(Dados de anotação por pontos)

■ ■ ■ ■ ■

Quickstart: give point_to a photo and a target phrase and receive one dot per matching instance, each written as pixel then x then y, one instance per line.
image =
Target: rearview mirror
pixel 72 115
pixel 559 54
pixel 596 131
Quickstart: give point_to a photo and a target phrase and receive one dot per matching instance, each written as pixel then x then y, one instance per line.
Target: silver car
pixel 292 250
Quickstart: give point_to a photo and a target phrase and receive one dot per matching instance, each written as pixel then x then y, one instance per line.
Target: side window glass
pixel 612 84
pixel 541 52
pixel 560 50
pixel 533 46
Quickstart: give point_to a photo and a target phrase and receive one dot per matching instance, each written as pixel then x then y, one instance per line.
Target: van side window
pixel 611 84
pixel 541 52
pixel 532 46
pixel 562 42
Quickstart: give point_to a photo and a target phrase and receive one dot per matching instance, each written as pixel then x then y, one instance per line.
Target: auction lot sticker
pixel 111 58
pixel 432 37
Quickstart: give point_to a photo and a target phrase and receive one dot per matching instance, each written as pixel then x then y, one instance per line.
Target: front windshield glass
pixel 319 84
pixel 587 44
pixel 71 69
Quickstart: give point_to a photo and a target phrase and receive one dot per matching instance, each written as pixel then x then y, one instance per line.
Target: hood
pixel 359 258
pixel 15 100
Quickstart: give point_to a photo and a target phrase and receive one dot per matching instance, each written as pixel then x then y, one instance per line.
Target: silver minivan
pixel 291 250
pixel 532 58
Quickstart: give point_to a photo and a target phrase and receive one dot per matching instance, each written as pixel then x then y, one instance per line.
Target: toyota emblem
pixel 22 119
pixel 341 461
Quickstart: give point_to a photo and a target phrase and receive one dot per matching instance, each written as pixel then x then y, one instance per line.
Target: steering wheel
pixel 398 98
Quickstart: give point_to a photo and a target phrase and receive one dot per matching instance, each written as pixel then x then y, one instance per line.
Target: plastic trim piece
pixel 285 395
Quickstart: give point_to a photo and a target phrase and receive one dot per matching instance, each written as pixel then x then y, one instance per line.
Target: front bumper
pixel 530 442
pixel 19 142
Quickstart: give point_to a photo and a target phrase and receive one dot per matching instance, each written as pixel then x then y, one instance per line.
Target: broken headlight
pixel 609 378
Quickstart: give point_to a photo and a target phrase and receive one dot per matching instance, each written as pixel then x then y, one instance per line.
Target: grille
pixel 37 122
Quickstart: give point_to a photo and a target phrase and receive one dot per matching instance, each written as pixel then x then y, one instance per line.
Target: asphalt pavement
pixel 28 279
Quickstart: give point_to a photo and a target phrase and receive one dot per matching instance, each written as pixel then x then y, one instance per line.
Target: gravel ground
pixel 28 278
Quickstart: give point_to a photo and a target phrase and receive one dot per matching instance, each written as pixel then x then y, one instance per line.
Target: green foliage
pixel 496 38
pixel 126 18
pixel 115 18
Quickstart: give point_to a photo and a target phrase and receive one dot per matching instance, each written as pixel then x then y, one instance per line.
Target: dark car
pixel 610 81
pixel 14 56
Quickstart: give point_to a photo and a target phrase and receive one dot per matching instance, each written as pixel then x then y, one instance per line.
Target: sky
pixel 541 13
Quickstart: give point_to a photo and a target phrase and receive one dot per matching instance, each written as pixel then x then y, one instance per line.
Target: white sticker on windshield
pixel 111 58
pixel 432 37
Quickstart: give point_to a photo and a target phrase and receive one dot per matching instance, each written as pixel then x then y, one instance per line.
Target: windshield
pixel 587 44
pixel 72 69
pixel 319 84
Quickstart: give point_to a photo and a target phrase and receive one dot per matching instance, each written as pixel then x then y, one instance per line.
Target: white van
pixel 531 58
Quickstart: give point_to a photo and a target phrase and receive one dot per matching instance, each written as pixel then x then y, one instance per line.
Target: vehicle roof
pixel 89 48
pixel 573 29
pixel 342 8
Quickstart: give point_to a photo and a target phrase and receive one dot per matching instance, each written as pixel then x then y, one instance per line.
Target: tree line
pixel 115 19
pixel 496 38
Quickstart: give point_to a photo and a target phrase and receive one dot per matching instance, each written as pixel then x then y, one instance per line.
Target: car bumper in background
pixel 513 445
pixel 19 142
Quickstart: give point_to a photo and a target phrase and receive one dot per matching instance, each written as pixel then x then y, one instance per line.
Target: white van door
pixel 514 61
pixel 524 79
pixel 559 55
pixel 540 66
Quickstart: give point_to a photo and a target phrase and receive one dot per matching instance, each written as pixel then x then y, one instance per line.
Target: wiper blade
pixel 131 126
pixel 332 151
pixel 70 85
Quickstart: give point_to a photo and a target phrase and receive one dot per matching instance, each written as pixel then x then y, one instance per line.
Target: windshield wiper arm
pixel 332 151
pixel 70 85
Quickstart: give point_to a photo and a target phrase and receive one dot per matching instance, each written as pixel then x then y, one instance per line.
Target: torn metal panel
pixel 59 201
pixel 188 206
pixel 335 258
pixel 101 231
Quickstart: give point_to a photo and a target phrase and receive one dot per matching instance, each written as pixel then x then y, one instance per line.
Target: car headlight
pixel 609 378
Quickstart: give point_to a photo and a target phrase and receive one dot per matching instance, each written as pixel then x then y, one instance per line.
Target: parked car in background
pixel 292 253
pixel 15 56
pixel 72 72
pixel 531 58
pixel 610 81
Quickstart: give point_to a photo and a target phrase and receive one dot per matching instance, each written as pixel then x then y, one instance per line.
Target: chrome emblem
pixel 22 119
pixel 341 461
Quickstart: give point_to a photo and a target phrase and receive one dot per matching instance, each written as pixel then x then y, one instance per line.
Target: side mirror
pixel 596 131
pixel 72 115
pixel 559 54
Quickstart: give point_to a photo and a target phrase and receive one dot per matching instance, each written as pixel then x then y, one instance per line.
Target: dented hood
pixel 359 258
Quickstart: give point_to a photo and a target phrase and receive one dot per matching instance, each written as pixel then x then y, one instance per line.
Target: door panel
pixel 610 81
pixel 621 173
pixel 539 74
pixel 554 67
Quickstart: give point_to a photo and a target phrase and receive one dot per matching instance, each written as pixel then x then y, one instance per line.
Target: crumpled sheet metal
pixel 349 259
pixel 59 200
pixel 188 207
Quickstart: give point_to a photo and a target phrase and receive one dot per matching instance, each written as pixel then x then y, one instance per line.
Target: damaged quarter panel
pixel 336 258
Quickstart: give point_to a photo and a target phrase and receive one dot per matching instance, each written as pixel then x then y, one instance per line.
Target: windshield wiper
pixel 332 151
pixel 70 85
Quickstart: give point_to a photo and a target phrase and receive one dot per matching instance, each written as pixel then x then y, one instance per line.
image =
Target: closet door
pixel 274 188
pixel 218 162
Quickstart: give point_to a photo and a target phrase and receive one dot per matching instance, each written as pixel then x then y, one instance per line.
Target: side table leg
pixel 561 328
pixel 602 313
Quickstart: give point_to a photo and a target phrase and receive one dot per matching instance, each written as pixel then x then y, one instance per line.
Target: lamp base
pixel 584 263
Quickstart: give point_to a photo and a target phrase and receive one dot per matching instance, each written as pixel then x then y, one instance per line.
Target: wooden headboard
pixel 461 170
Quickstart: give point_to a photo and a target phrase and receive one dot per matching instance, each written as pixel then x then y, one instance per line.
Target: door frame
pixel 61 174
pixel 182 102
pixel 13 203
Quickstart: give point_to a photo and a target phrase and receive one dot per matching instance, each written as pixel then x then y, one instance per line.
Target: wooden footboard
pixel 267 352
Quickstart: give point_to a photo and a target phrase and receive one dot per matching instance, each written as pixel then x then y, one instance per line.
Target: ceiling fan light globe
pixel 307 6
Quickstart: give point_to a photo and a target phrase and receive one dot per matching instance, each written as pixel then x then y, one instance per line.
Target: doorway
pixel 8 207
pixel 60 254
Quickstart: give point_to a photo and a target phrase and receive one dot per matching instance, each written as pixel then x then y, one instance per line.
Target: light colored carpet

■ ■ ■ ■ ■

### Descrição da tarefa
Conte as linhas dos registros que contêm a palavra "front", levando em conta a distinção entre maiúsculas e minúsculas. Informe somente o número.

### Resultado da tarefa
2